--- start of Passage given ---

The short answer: compare APR, not just the interest rate 

Shopping for a mortgage is smart – the problem isn’t comparing lenders, it’s knowing what to compare. When you’re shopping for a mortgage, you’re going to see two numbers thrown at you constantly: the interest rate and the APR

They’re close, but never the same, and most first-time buyers assume they’re basically interchangeable. They’re not, and confusing the two can lead you to think you’re getting a better deal than you are.

Let’s clear it up so you can shop smarter.

What Is a Mortgage Interest Rate? 

Your mortgage interest rate is the percentage the lender charges you to borrow money. It directly determines your monthly principal and interest payment, nothing more, nothing less.

So, if you’re comparing two lenders and one offers 6.75% while the other offers 7.00%, the 6.75% loan will have the lower monthly payment. Simple enough. But here’s where a lot of first-time homebuyers stop the comparison, and that’s a mistake.

The interest rate tells you what your monthly payment looks like. It doesn’t tell you what the loan costs.

What APR Actually Includes

APR, Annual Percentage Rate, is a broader measure of what you’re paying over the life of the loan. It wraps the interest rate together with most of the fees and costs required to get the mortgage, then expresses the total as a yearly percentage.

Those additional costs typically include:

  • Origination fees: what the lender charges to process your loan
  • Discount points: prepaid interest used to buy down your rate
  • Mortgage broker fees (if applicable)
  • Certain closing costs required by the lender

The result? APR is almost always higher than the interest rate. And that gap between the two numbers is telling you something important.

How to Know if a Lower Rate is Actually Worth It

A key insight: the wider the gap between a lender’s interest rate and their APR, the more fees they’re charging you. A small gap signals low fees; a large gap signals significant upfront costs baked into the loan. 

Here’s how a Gershman loan officer would actually walk you through this. Say you’re choosing between two offers on a $350,000 loan:

  • Lender A: 6.75% interest rate, 6.85% APR. That’s a small gap,  meaning low fees.

--- end of Passage given ---

→ **What is asked**
1. Please reproduce the mortgage passage word for word, from "APR, Annual Percentage" up to and including "fees (if applicable)".
2. In the mortgage passage, what does a large gap between a lender's interest rate and APR signal?

--- start of Provided data ---

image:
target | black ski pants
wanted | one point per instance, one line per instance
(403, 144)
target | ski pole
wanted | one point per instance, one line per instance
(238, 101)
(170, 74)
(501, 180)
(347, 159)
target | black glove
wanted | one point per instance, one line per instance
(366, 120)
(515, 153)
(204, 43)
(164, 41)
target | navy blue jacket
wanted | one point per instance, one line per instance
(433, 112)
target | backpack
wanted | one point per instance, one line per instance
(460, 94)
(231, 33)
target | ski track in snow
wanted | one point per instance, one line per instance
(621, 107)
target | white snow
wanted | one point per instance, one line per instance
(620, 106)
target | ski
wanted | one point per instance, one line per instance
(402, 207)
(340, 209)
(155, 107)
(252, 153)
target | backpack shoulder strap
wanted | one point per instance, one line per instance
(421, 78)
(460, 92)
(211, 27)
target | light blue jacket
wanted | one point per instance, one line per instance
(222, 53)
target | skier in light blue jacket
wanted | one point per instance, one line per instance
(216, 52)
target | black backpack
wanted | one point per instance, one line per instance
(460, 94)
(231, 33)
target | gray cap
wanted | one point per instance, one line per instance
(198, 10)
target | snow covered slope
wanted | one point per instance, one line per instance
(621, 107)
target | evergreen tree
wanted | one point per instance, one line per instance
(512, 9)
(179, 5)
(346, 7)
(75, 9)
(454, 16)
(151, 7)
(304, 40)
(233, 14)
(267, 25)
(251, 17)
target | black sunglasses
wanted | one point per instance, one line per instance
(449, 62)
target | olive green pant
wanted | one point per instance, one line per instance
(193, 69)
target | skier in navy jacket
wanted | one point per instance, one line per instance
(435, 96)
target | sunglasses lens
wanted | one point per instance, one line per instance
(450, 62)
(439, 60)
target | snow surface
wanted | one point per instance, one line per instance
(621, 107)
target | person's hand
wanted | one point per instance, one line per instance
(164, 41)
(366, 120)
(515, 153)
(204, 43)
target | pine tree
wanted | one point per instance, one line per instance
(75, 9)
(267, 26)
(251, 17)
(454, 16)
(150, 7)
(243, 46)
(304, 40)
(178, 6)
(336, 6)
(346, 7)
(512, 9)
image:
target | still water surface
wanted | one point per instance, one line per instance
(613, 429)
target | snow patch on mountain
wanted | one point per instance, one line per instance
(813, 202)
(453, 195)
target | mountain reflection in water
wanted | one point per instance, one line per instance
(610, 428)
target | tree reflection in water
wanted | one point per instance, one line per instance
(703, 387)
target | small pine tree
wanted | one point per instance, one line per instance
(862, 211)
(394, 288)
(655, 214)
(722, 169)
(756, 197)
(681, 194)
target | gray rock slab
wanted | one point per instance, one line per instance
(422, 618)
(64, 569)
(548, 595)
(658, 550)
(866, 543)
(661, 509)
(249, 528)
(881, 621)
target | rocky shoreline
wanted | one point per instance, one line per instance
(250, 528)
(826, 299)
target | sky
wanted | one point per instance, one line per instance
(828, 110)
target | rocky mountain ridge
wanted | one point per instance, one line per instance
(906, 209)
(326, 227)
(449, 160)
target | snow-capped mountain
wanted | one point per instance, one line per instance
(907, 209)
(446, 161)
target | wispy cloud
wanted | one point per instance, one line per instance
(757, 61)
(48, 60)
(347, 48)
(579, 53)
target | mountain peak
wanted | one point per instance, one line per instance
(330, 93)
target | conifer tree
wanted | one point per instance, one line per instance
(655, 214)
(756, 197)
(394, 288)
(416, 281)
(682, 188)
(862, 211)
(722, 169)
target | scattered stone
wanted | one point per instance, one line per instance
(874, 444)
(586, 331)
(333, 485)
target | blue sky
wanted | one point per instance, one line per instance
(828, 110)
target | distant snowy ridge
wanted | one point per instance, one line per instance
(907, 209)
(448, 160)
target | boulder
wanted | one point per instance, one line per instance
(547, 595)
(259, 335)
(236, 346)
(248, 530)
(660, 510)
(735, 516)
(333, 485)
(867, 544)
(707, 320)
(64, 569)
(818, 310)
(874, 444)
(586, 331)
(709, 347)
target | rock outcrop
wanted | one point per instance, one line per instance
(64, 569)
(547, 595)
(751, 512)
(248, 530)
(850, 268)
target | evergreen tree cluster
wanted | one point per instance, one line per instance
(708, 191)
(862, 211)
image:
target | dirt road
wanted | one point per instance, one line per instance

--- end of Provided data ---

→ **Outputs by task**
1.
APR, Annual Percentage Rate, is a broader measure of what you’re paying over the life of the loan. It wraps the interest rate together with most of the fees and costs required to get the mortgage, then expresses the total as a yearly percentage.

Those additional costs typically include:

  • Origination fees: what the lender charges to process your loan
  • Discount points: prepaid interest used to buy down your rate
  • Mortgage broker fees (if applicable)

2. Significant upfront costs baked into the loan.